EXTRAIT FOURNI:
::::::::::
Le concept de « syndrome de Stockholm » est à présent utilisé par l’avocat d’Ivana pour décrire sa relation avec Donald. « Elle avait la mentalité d’une captive », me dit Kennedy. « Au bout d’un moment, elle ne pouvait plus combattre son bourreau, et elle a commencé à s’identifier à lui. Ivana est sourde, bête et aveugle quand il en va de Donald. » Si Donald travaillait 18 heures par jour, Ivana faisait de même. Les Trump embauchèrent deux nourrices et un garde du corps pour leurs enfants. Elle s’en alla gérer le casino Trump Castle à Atlantic City, passant souvent deux à trois nuits par semaine là-bas à superviser les équipes. Déterminée à apporter du glamour au Trump Castle, elle devint célèbre pour son attention aux apparences, allant jusqu’à sortir de la salle de jeux une serveuse enceinte qui tentait désespérément d’obtenir de gros pourboires. La femme fut placée dans un lounge à bonne distance et on lui donna un habit de clown pour masquer son état.

À New York, Ivana ne résista pas au goût du grandiose de son mari. Peu après que la Trump Tower fut achevée, le couple prit possession de son triplex. Les avocats d’Ivana parlaient souvent de son amour des arts domestiques et décrivaient ses confitures maisons. Pourtant, la cuisine de son appartement, qu’elle avait elle-même dessinée, était minuscule, pas plus grande qu’une kitchenette, avec un sol en linoléum doré. « Il y a une cuisine dans l’aile des enfants et c’est là que les nourrices cuisinent », me dit une amie de la famille. Le salon des Trump avait un sol en onyx beige avec des emplacements découpés pour mettre les tapis. Il y avait une cascade coulant le long d’un mur en marbre, une fontaine italienne et les fameuses fresques murales. Leur chambre disposait d’un mur de verre renfermant des fleurs de soie mais avec le temps, Ivana se lassa du décor.
::::::::::
DONNÉES FOURNIES:

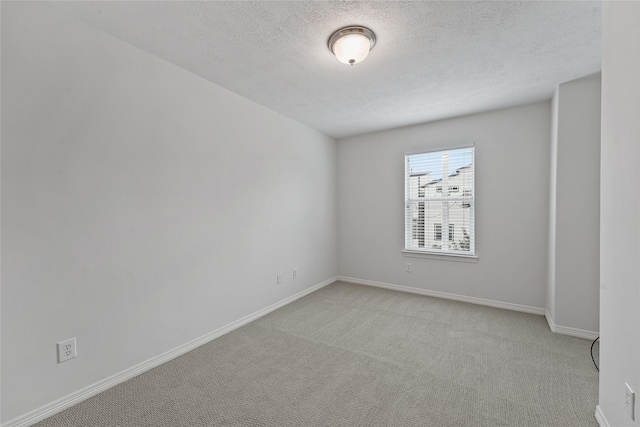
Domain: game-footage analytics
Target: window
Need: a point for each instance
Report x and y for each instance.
(439, 195)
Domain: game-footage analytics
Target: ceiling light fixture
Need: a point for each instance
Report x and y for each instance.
(352, 44)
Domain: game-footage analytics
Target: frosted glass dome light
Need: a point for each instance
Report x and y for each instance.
(352, 44)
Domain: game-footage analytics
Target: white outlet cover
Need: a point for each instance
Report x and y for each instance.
(67, 350)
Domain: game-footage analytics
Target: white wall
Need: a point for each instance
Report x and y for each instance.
(512, 190)
(620, 212)
(553, 178)
(573, 289)
(142, 206)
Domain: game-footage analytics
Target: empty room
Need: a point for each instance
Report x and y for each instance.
(320, 213)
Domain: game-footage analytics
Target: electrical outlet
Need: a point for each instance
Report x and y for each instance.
(629, 401)
(67, 350)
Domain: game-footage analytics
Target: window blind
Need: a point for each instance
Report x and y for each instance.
(439, 201)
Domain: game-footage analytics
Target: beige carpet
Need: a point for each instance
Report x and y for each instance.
(350, 355)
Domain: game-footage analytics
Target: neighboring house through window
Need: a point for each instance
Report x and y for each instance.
(440, 195)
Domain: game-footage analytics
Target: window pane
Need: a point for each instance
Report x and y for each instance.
(437, 201)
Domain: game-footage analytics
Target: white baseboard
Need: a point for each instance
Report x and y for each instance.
(600, 418)
(87, 392)
(573, 332)
(445, 295)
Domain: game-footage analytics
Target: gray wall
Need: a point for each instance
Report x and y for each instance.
(142, 206)
(574, 250)
(512, 188)
(620, 211)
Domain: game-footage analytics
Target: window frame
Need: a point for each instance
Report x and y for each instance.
(437, 253)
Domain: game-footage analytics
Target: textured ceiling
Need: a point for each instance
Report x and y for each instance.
(432, 60)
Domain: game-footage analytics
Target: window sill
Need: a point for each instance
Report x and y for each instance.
(440, 256)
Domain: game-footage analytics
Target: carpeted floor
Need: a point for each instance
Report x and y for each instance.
(351, 355)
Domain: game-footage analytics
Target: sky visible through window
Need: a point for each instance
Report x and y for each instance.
(432, 162)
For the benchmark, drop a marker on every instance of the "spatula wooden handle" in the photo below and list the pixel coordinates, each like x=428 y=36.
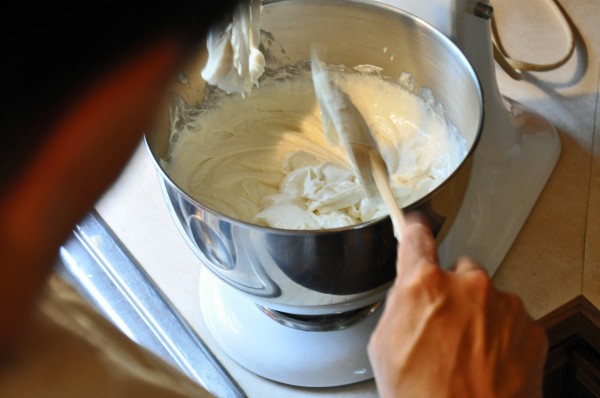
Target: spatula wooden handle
x=381 y=177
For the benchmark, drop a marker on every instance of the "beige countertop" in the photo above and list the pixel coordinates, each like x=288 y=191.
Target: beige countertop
x=554 y=259
x=556 y=256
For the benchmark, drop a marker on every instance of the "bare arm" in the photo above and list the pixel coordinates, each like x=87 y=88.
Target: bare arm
x=452 y=333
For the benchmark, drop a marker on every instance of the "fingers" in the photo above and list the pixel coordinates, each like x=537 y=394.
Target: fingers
x=418 y=247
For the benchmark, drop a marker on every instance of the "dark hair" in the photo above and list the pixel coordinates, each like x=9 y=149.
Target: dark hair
x=50 y=51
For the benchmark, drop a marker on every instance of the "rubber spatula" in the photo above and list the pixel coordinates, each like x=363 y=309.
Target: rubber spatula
x=344 y=125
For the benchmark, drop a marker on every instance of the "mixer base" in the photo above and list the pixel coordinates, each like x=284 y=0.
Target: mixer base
x=281 y=353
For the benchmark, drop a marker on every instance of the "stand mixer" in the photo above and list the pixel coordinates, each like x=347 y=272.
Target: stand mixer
x=322 y=343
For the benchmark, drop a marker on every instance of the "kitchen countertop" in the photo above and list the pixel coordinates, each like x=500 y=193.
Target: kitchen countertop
x=554 y=259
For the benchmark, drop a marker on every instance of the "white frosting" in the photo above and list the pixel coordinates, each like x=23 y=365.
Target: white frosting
x=264 y=158
x=234 y=61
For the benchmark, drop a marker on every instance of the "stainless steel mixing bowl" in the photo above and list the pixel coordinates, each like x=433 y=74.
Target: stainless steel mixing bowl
x=329 y=271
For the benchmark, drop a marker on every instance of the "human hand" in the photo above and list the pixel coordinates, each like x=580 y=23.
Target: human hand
x=452 y=333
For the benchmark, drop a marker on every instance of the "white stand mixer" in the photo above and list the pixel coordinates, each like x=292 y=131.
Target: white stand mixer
x=511 y=165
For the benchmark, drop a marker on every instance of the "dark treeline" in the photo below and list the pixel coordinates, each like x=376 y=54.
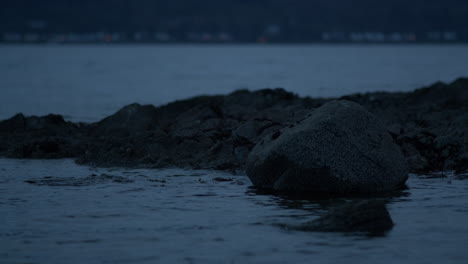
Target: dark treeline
x=241 y=20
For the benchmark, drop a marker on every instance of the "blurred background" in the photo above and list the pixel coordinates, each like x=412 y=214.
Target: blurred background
x=213 y=21
x=87 y=58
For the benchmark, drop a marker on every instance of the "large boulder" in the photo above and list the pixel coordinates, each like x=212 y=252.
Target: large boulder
x=339 y=149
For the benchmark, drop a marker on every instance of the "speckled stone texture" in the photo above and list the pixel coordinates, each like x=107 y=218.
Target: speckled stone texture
x=340 y=148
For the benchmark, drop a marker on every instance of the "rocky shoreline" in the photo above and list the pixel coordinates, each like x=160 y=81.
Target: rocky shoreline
x=218 y=132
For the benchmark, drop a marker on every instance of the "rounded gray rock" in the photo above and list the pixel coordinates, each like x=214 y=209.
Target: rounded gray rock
x=340 y=148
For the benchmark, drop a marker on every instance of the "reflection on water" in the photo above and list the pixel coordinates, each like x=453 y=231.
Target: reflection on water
x=57 y=211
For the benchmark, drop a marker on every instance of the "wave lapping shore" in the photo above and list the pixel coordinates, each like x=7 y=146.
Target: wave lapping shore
x=217 y=132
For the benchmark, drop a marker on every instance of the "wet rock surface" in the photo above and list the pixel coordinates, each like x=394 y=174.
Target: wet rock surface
x=369 y=216
x=218 y=132
x=339 y=149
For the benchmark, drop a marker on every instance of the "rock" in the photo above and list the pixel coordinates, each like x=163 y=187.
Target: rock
x=370 y=216
x=128 y=120
x=214 y=132
x=339 y=149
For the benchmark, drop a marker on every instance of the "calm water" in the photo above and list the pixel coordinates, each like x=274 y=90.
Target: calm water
x=86 y=83
x=55 y=212
x=59 y=212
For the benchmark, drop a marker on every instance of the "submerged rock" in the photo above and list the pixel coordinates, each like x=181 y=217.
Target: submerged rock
x=217 y=132
x=339 y=149
x=369 y=216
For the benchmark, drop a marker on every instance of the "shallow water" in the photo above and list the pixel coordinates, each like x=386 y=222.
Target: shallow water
x=89 y=82
x=58 y=212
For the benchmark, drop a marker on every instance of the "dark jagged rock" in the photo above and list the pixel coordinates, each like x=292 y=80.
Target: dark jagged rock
x=370 y=216
x=339 y=149
x=218 y=132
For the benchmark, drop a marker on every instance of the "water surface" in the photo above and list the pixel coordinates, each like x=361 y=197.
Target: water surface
x=89 y=82
x=58 y=212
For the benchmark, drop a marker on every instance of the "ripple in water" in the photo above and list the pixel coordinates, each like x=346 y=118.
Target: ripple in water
x=58 y=212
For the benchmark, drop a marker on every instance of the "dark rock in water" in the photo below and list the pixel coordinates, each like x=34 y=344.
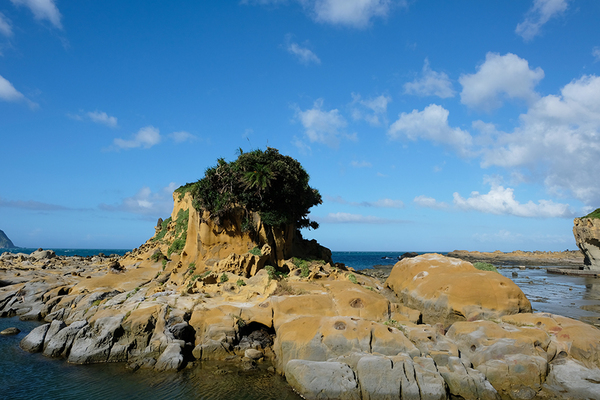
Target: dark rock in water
x=5 y=242
x=10 y=331
x=407 y=255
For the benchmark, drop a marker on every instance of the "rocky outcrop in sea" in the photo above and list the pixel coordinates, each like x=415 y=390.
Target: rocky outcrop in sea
x=437 y=328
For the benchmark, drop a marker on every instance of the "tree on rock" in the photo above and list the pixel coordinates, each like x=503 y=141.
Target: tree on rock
x=268 y=183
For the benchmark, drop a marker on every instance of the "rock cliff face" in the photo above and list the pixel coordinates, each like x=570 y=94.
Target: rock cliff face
x=5 y=242
x=191 y=237
x=587 y=236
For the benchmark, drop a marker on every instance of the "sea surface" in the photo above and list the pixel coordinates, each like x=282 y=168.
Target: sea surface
x=32 y=376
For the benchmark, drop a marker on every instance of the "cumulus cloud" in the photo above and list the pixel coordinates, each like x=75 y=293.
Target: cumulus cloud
x=42 y=9
x=501 y=201
x=429 y=202
x=10 y=94
x=145 y=137
x=5 y=26
x=381 y=203
x=372 y=110
x=103 y=118
x=32 y=205
x=431 y=124
x=303 y=54
x=499 y=77
x=182 y=136
x=347 y=218
x=322 y=126
x=351 y=13
x=596 y=53
x=540 y=13
x=559 y=138
x=361 y=164
x=146 y=202
x=431 y=83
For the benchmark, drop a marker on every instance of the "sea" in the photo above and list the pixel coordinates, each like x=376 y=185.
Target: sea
x=33 y=376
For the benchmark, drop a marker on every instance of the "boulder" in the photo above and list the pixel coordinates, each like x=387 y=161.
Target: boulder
x=34 y=341
x=573 y=378
x=323 y=338
x=93 y=345
x=322 y=380
x=171 y=359
x=60 y=344
x=446 y=290
x=587 y=237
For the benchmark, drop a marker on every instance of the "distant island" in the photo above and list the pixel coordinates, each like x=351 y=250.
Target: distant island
x=5 y=242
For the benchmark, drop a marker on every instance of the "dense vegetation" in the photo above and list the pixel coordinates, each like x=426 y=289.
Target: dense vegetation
x=594 y=214
x=274 y=185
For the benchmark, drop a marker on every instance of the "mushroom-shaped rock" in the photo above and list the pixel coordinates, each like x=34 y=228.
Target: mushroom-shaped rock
x=446 y=289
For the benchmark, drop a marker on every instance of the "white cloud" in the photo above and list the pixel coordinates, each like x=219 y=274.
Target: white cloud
x=431 y=124
x=146 y=138
x=381 y=203
x=372 y=110
x=304 y=55
x=346 y=218
x=182 y=136
x=500 y=76
x=5 y=26
x=431 y=83
x=540 y=13
x=9 y=93
x=42 y=9
x=158 y=204
x=361 y=164
x=559 y=137
x=101 y=117
x=429 y=202
x=596 y=53
x=353 y=13
x=501 y=201
x=322 y=126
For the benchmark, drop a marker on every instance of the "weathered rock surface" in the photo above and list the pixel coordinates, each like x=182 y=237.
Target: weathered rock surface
x=438 y=328
x=587 y=237
x=448 y=290
x=548 y=258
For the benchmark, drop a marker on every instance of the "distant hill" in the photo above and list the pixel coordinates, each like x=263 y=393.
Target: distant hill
x=5 y=242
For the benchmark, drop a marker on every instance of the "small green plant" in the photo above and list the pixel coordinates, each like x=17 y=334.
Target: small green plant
x=593 y=214
x=163 y=230
x=270 y=271
x=176 y=246
x=158 y=256
x=256 y=251
x=484 y=266
x=303 y=265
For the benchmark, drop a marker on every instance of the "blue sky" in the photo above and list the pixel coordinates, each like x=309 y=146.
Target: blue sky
x=425 y=125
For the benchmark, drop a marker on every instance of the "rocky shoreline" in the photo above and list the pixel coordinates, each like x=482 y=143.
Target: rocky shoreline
x=435 y=328
x=567 y=259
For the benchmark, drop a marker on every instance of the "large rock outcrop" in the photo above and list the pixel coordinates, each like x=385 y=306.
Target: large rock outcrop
x=587 y=236
x=448 y=290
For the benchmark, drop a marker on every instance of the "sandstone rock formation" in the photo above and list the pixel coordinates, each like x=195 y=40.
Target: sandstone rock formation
x=587 y=236
x=437 y=328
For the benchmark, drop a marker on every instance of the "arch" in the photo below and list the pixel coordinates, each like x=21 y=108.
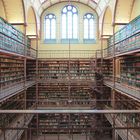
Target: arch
x=107 y=28
x=2 y=10
x=15 y=12
x=31 y=29
x=123 y=11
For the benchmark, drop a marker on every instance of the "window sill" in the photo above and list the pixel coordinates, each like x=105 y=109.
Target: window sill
x=71 y=41
x=89 y=41
x=50 y=41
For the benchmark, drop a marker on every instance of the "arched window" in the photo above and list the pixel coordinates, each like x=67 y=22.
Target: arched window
x=89 y=27
x=69 y=22
x=50 y=26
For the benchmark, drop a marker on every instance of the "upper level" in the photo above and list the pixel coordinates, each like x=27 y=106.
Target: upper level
x=14 y=41
x=125 y=41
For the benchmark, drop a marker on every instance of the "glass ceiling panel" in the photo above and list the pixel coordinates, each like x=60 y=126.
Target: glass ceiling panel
x=67 y=0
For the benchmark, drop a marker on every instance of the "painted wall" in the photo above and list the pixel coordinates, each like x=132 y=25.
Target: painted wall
x=2 y=12
x=82 y=10
x=136 y=9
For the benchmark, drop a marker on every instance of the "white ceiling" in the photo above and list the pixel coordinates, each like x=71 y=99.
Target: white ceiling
x=98 y=5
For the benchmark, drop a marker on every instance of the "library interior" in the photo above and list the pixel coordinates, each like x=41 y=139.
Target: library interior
x=69 y=69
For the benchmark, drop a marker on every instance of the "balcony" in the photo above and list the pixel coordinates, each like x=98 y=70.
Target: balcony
x=130 y=89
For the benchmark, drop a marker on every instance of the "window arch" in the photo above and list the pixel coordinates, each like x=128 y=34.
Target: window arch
x=89 y=27
x=69 y=22
x=50 y=26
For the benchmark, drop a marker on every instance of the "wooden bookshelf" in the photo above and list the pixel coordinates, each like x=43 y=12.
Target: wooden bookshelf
x=66 y=69
x=15 y=102
x=31 y=70
x=130 y=71
x=124 y=102
x=127 y=39
x=31 y=97
x=59 y=95
x=107 y=68
x=12 y=71
x=63 y=123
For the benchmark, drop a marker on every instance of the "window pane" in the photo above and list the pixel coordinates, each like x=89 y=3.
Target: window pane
x=50 y=26
x=53 y=29
x=47 y=29
x=64 y=26
x=89 y=26
x=91 y=32
x=86 y=28
x=69 y=24
x=75 y=26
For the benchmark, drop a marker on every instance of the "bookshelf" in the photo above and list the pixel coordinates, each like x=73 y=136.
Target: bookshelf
x=60 y=69
x=12 y=40
x=31 y=97
x=31 y=69
x=126 y=40
x=15 y=102
x=107 y=67
x=130 y=67
x=57 y=69
x=12 y=71
x=59 y=95
x=64 y=123
x=124 y=102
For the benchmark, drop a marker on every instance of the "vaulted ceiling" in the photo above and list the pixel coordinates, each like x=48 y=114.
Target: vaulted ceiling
x=98 y=5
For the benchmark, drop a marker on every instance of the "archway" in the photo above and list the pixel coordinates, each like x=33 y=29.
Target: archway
x=107 y=28
x=31 y=29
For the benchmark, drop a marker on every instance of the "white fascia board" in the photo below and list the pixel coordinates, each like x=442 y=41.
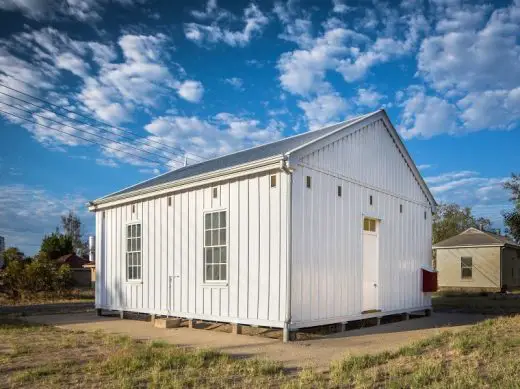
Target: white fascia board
x=409 y=160
x=271 y=163
x=354 y=125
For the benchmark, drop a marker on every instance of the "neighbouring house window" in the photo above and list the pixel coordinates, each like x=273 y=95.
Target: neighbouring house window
x=369 y=224
x=215 y=246
x=466 y=267
x=133 y=252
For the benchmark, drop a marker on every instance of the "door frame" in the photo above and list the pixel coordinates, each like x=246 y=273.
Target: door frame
x=377 y=233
::::::::::
CONSIGNES RÉDIGÉES:
[A] Réponds à ces questions sur l'extrait consacré à Ivana Trump :
(i) Combien de nourrices les Trump embauchèrent-ils pour leurs enfants ?
(ii) Quel casino Ivana alla-t-elle gérer, et dans quelle ville ?
(iii) De quoi était fait le sol de la cuisine de son appartement ?
[B] Repère chaque ligne de la liste qui contient le mot « background » et recopie-la. Les majuscules et les minuscules comptent.

TÂCHES CORRIGÉES:
[A]
(i) Deux nourrices.
(ii) Le Trump Castle, à Atlantic City.
(iii) De linoléum doré.

[B]
For the benchmark, drop a marker on every instance of the "blurred background" in the photo above and list the pixel coordinates, each like x=412 y=214.
Target: blurred background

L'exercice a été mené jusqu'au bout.